__PROBLEM STATEMENT__.
Leave every picture out and give back the lines below from the first through the line that holds "task | put a dot on every instance of the dog's", exactly as written.
(MATERIAL SUPPLIED begins)
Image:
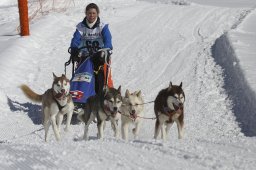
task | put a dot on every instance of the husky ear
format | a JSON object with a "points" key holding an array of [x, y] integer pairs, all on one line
{"points": [[127, 93], [170, 86], [138, 93], [54, 76], [119, 89]]}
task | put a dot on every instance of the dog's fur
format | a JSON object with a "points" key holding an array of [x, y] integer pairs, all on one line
{"points": [[56, 102], [131, 111], [103, 108], [169, 108]]}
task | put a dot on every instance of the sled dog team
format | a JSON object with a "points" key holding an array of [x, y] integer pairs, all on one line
{"points": [[57, 101]]}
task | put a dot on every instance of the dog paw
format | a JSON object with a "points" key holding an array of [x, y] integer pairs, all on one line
{"points": [[66, 129]]}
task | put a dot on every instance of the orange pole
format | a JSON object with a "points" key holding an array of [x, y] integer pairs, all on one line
{"points": [[24, 21]]}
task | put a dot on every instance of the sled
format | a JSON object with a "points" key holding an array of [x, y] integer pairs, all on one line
{"points": [[82, 83]]}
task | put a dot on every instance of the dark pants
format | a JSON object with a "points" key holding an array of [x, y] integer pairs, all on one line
{"points": [[99, 82]]}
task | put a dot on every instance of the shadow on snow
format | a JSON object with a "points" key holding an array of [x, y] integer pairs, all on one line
{"points": [[242, 96], [33, 110]]}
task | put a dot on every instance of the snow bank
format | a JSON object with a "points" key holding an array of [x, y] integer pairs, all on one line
{"points": [[238, 89]]}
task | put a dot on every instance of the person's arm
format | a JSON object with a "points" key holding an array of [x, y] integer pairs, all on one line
{"points": [[76, 40], [107, 38]]}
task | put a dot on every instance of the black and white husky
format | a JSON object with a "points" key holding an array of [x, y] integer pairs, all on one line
{"points": [[103, 109], [56, 102], [169, 108]]}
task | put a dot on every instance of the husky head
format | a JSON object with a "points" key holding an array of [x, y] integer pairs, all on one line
{"points": [[176, 96], [60, 86], [134, 103], [113, 100]]}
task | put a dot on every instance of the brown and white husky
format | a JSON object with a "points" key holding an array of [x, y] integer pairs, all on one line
{"points": [[56, 102], [131, 113], [169, 108], [104, 109]]}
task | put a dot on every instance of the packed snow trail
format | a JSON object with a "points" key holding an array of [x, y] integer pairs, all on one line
{"points": [[153, 45]]}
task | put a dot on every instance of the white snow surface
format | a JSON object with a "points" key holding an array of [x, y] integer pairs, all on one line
{"points": [[208, 45]]}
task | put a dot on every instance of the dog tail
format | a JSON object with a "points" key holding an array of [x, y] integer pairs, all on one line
{"points": [[31, 94]]}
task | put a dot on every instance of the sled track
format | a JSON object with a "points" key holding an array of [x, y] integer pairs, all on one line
{"points": [[238, 89]]}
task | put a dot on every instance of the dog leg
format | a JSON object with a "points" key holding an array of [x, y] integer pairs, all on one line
{"points": [[47, 123], [114, 126], [125, 127], [168, 127], [163, 131], [157, 128], [86, 126], [59, 120], [180, 125], [135, 131], [54, 126], [100, 128], [69, 116]]}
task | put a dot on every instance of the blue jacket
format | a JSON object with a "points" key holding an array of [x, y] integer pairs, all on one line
{"points": [[99, 32]]}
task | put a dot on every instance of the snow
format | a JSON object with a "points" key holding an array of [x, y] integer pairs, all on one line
{"points": [[206, 44]]}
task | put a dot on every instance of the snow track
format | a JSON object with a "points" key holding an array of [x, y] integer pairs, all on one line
{"points": [[154, 44]]}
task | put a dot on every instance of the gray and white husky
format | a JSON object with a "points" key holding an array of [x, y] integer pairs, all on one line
{"points": [[104, 109], [169, 108], [56, 102], [131, 113]]}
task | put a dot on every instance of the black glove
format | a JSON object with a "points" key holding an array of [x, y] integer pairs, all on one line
{"points": [[74, 54]]}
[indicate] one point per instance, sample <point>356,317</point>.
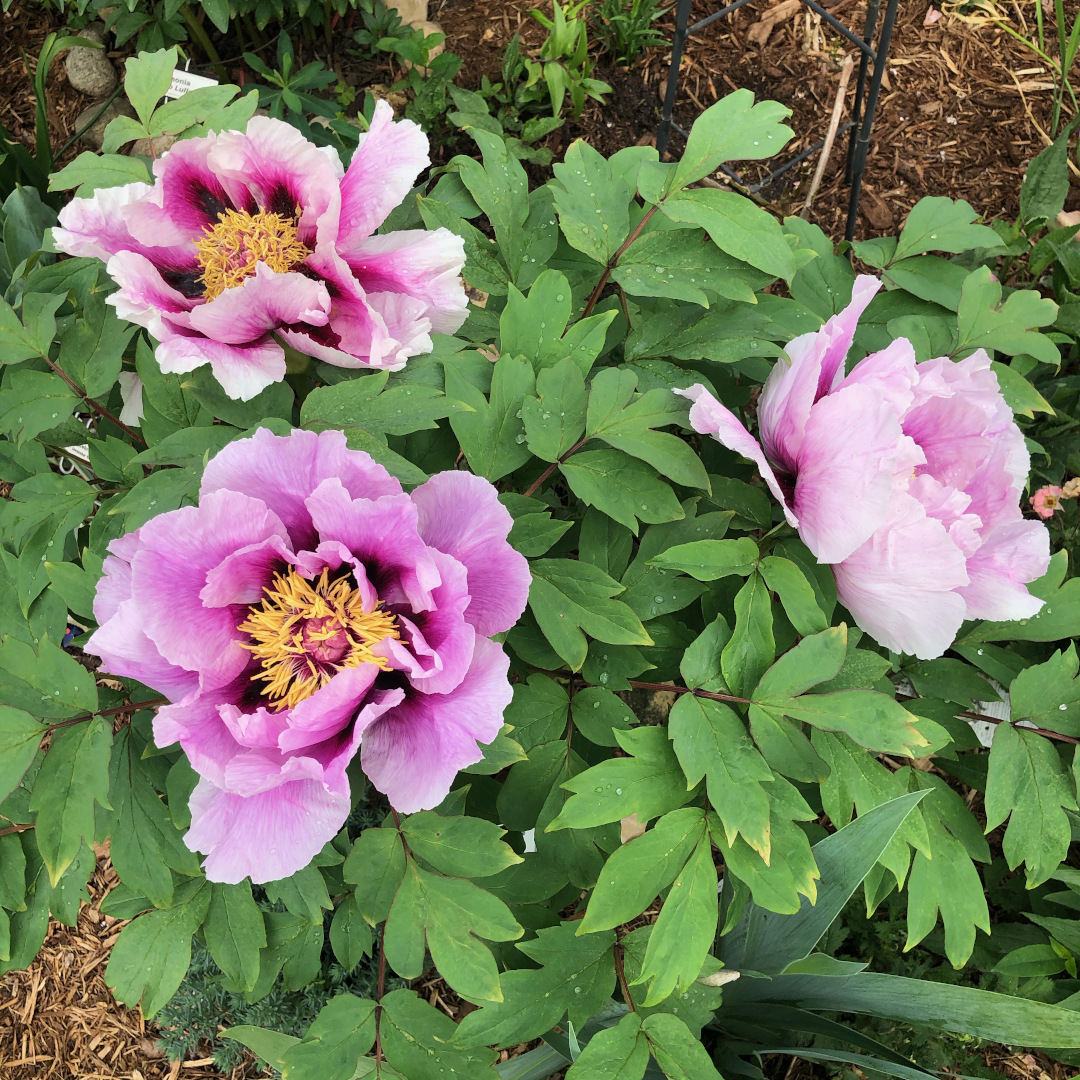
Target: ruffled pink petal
<point>144,294</point>
<point>891,374</point>
<point>414,753</point>
<point>97,227</point>
<point>187,199</point>
<point>902,584</point>
<point>262,302</point>
<point>196,723</point>
<point>241,578</point>
<point>436,646</point>
<point>332,709</point>
<point>383,169</point>
<point>423,265</point>
<point>851,450</point>
<point>177,552</point>
<point>267,836</point>
<point>709,417</point>
<point>356,335</point>
<point>381,534</point>
<point>243,370</point>
<point>283,471</point>
<point>460,514</point>
<point>407,325</point>
<point>274,166</point>
<point>814,366</point>
<point>125,650</point>
<point>1010,556</point>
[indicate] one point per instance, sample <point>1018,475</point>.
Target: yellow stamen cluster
<point>233,247</point>
<point>305,631</point>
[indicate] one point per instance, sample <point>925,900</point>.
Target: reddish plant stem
<point>685,689</point>
<point>378,995</point>
<point>617,954</point>
<point>574,449</point>
<point>15,828</point>
<point>134,706</point>
<point>613,261</point>
<point>671,687</point>
<point>100,409</point>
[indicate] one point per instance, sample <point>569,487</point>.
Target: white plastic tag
<point>183,81</point>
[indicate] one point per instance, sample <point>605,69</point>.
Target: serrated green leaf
<point>712,742</point>
<point>73,775</point>
<point>647,783</point>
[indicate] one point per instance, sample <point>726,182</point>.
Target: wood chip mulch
<point>59,1020</point>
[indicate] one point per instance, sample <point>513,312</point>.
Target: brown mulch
<point>59,1020</point>
<point>963,109</point>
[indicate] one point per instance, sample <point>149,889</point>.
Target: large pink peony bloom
<point>305,607</point>
<point>906,477</point>
<point>250,240</point>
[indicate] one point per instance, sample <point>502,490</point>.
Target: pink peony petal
<point>262,302</point>
<point>176,553</point>
<point>815,365</point>
<point>436,646</point>
<point>709,417</point>
<point>243,370</point>
<point>414,753</point>
<point>283,471</point>
<point>1010,556</point>
<point>383,169</point>
<point>426,266</point>
<point>901,585</point>
<point>851,450</point>
<point>187,199</point>
<point>382,535</point>
<point>460,514</point>
<point>267,836</point>
<point>274,167</point>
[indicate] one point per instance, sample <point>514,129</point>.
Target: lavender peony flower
<point>247,241</point>
<point>305,607</point>
<point>906,477</point>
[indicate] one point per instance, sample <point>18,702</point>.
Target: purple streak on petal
<point>414,753</point>
<point>282,171</point>
<point>187,198</point>
<point>851,450</point>
<point>436,646</point>
<point>420,264</point>
<point>383,169</point>
<point>144,294</point>
<point>382,535</point>
<point>902,584</point>
<point>177,552</point>
<point>283,471</point>
<point>839,332</point>
<point>460,514</point>
<point>243,370</point>
<point>262,302</point>
<point>268,836</point>
<point>331,709</point>
<point>1010,557</point>
<point>709,417</point>
<point>241,577</point>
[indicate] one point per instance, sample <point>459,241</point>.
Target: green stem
<point>204,43</point>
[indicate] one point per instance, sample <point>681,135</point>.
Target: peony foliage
<point>355,617</point>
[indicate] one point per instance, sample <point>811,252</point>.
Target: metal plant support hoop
<point>866,96</point>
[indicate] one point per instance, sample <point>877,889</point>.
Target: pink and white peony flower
<point>905,477</point>
<point>250,241</point>
<point>307,608</point>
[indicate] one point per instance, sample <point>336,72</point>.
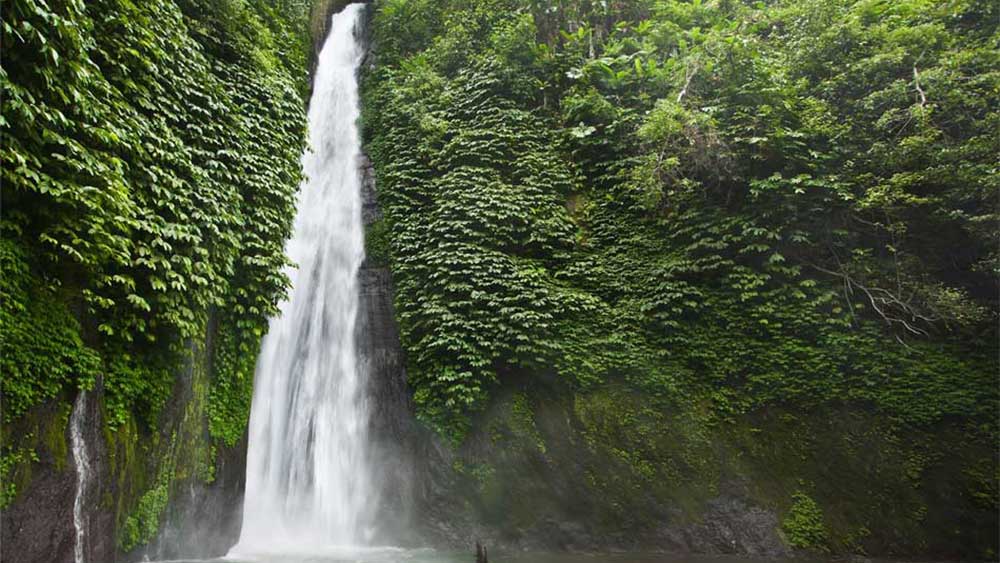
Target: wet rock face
<point>38,526</point>
<point>731,525</point>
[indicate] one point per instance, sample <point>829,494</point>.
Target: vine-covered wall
<point>150,154</point>
<point>677,224</point>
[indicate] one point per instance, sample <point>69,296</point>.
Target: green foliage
<point>784,203</point>
<point>150,156</point>
<point>803,526</point>
<point>11,460</point>
<point>42,348</point>
<point>143,523</point>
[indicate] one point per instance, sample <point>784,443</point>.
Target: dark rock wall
<point>200,519</point>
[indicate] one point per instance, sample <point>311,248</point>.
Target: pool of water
<point>393,555</point>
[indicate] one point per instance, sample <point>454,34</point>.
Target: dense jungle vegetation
<point>763,228</point>
<point>150,154</point>
<point>694,214</point>
<point>742,204</point>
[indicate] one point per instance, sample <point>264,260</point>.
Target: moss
<point>55,436</point>
<point>803,525</point>
<point>377,243</point>
<point>521,420</point>
<point>15,472</point>
<point>143,522</point>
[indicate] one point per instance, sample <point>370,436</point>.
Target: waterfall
<point>307,465</point>
<point>81,459</point>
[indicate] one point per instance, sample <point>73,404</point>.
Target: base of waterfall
<point>395,554</point>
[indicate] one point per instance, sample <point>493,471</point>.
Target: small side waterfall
<point>81,459</point>
<point>308,469</point>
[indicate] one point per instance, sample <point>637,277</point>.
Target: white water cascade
<point>308,471</point>
<point>81,459</point>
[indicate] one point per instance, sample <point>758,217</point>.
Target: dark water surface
<point>393,555</point>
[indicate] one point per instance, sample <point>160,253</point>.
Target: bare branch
<point>689,73</point>
<point>920,91</point>
<point>884,303</point>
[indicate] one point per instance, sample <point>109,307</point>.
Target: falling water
<point>81,459</point>
<point>307,469</point>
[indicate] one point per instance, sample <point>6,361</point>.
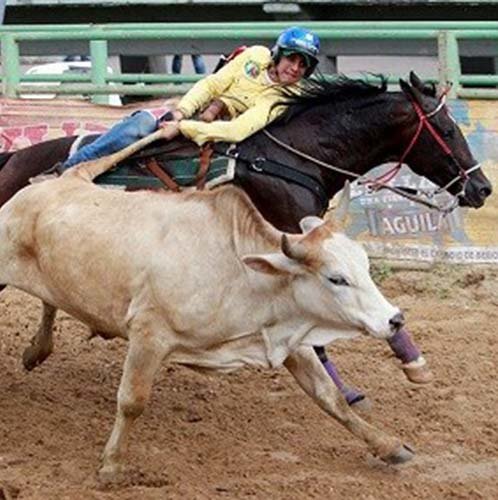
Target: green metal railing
<point>99,82</point>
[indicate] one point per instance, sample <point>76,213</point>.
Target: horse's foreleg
<point>352,395</point>
<point>42,342</point>
<point>311,376</point>
<point>413,363</point>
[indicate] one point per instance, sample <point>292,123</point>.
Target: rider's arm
<point>235,130</point>
<point>214,85</point>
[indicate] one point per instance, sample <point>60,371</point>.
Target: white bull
<point>199,279</point>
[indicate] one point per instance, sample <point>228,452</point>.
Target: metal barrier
<point>447,35</point>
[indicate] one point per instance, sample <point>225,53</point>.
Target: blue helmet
<point>297,40</point>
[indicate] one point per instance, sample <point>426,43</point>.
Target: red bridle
<point>423,122</point>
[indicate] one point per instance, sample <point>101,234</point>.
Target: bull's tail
<point>89,170</point>
<point>4,158</point>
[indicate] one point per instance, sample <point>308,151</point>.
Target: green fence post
<point>98,54</point>
<point>449,62</point>
<point>10,66</point>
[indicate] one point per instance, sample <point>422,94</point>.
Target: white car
<point>62,67</point>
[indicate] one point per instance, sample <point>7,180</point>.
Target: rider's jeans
<point>122,134</point>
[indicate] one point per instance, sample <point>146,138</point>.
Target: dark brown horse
<point>347,124</point>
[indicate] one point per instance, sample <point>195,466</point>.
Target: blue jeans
<point>120,135</point>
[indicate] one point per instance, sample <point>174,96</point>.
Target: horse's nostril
<point>397,321</point>
<point>485,192</point>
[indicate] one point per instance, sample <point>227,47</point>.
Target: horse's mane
<point>314,92</point>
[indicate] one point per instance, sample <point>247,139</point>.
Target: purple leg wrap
<point>352,395</point>
<point>403,347</point>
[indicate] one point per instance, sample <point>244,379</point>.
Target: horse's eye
<point>338,280</point>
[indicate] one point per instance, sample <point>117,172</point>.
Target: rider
<point>246,90</point>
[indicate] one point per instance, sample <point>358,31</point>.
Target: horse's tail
<point>4,158</point>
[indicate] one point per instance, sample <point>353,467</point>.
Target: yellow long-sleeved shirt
<point>245,88</point>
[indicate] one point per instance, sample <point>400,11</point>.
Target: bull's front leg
<point>145,354</point>
<point>42,343</point>
<point>312,377</point>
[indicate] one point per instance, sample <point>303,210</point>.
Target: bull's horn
<point>309,223</point>
<point>297,251</point>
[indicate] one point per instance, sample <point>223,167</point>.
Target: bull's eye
<point>338,280</point>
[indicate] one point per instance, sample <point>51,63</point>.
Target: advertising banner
<point>390,226</point>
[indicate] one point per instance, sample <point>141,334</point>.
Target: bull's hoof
<point>404,454</point>
<point>361,403</point>
<point>418,374</point>
<point>111,474</point>
<point>34,356</point>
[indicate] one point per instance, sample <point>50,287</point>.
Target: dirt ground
<point>253,433</point>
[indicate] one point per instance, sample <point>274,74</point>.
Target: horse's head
<point>436,148</point>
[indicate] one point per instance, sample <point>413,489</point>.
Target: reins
<point>381,181</point>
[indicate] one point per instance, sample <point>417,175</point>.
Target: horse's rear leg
<point>42,343</point>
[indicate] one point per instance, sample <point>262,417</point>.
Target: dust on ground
<point>253,433</point>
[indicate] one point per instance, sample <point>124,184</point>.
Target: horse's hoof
<point>404,454</point>
<point>353,397</point>
<point>418,374</point>
<point>30,358</point>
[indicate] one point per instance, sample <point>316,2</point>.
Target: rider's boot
<point>352,395</point>
<point>119,136</point>
<point>413,363</point>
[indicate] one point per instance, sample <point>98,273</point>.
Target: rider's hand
<point>177,115</point>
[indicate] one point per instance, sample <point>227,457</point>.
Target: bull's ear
<point>272,263</point>
<point>309,223</point>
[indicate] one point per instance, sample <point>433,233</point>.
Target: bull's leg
<point>312,377</point>
<point>42,343</point>
<point>352,395</point>
<point>145,353</point>
<point>413,363</point>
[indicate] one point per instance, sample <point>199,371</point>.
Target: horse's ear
<point>412,92</point>
<point>428,89</point>
<point>405,87</point>
<point>416,81</point>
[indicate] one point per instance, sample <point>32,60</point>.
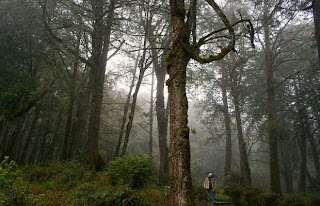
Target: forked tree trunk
<point>26,146</point>
<point>126,108</point>
<point>100,46</point>
<point>68,144</point>
<point>143,67</point>
<point>227,122</point>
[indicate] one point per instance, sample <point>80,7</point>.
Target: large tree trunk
<point>126,108</point>
<point>270,109</point>
<point>151,116</point>
<point>162,119</point>
<point>177,61</point>
<point>68,144</point>
<point>100,46</point>
<point>133,107</point>
<point>244,164</point>
<point>162,114</point>
<point>302,184</point>
<point>80,121</point>
<point>316,16</point>
<point>143,67</point>
<point>227,123</point>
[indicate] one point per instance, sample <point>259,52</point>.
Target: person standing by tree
<point>210,184</point>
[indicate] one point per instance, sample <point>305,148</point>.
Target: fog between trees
<point>76,81</point>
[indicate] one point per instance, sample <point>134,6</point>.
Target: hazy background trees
<point>70,73</point>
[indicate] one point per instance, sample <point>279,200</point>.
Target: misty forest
<point>152,102</point>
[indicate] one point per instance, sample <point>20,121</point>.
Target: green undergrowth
<point>128,181</point>
<point>250,196</point>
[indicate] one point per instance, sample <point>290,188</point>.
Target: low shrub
<point>13,189</point>
<point>134,171</point>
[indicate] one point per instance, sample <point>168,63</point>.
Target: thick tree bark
<point>151,115</point>
<point>270,109</point>
<point>100,47</point>
<point>162,112</point>
<point>143,68</point>
<point>244,163</point>
<point>177,61</point>
<point>80,121</point>
<point>316,16</point>
<point>67,144</point>
<point>227,123</point>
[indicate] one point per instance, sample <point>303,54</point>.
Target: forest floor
<point>71,183</point>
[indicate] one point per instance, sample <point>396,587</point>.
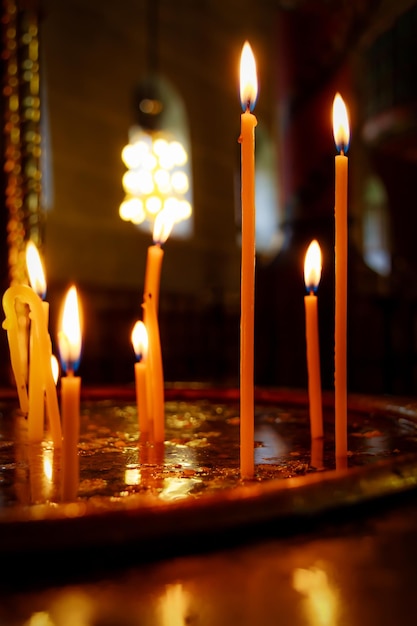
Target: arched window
<point>158,160</point>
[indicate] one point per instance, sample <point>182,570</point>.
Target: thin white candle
<point>341,134</point>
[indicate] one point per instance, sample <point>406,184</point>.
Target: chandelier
<point>157,177</point>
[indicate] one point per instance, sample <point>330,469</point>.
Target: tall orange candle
<point>341,134</point>
<point>140,345</point>
<point>156,371</point>
<point>161,231</point>
<point>248,94</point>
<point>69,342</point>
<point>312,273</point>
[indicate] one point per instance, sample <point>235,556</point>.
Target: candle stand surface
<point>135,492</point>
<point>170,535</point>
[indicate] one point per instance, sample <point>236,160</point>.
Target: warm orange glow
<point>140,340</point>
<point>69,335</point>
<point>164,221</point>
<point>341,131</point>
<point>248,78</point>
<point>35,270</point>
<point>312,266</point>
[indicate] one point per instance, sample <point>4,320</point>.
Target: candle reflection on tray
<point>192,482</point>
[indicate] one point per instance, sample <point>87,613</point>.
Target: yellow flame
<point>248,77</point>
<point>164,221</point>
<point>139,339</point>
<point>341,131</point>
<point>69,337</point>
<point>312,266</point>
<point>54,368</point>
<point>35,269</point>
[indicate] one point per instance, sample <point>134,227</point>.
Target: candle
<point>155,370</point>
<point>11,325</point>
<point>312,273</point>
<point>37,281</point>
<point>26,295</point>
<point>69,342</point>
<point>164,222</point>
<point>341,136</point>
<point>248,94</point>
<point>140,346</point>
<point>162,228</point>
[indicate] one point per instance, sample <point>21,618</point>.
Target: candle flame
<point>35,270</point>
<point>164,221</point>
<point>54,368</point>
<point>248,78</point>
<point>341,131</point>
<point>312,266</point>
<point>140,340</point>
<point>69,336</point>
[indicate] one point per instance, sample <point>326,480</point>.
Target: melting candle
<point>37,281</point>
<point>312,273</point>
<point>140,346</point>
<point>341,134</point>
<point>248,95</point>
<point>69,343</point>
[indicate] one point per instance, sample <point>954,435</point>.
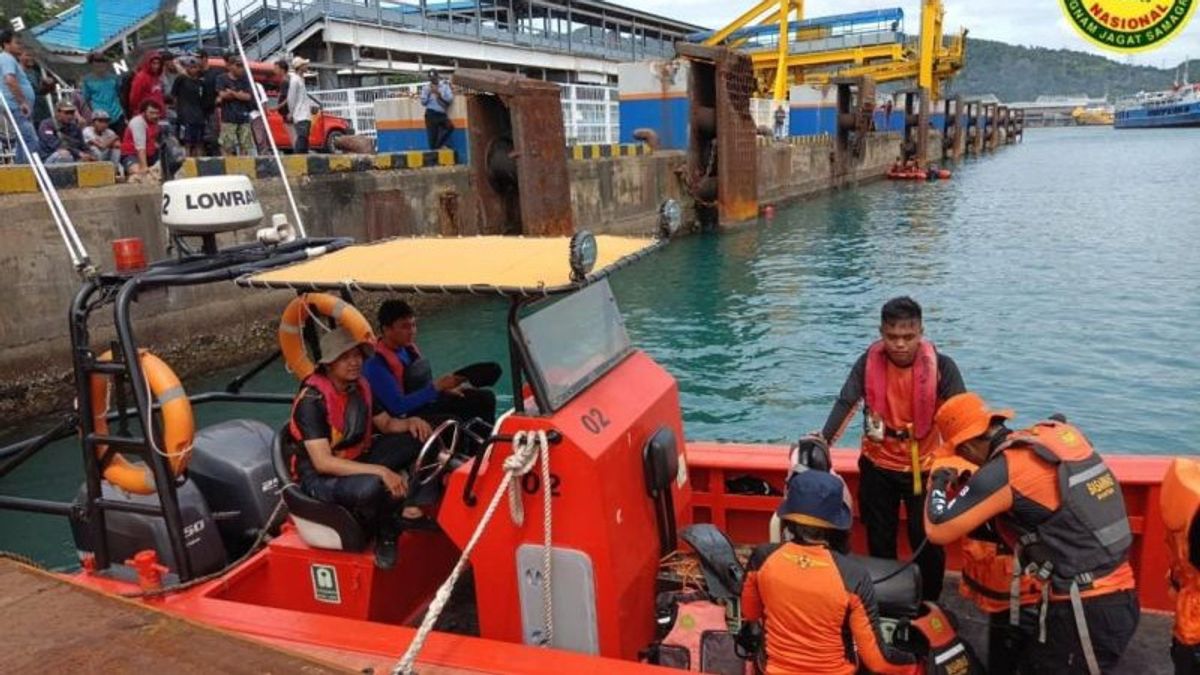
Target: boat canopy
<point>509,266</point>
(MATERIAL SUPPLIED ends)
__ANSWER AREA__.
Image:
task | put a dot on every instance of the husky ear
format | a JSON object with a "points" key holding an array of [x, y] integer pairs, all on one line
{"points": [[127, 93], [170, 86], [138, 93], [54, 76], [119, 89]]}
task | put a dot on every instance of the dog's fur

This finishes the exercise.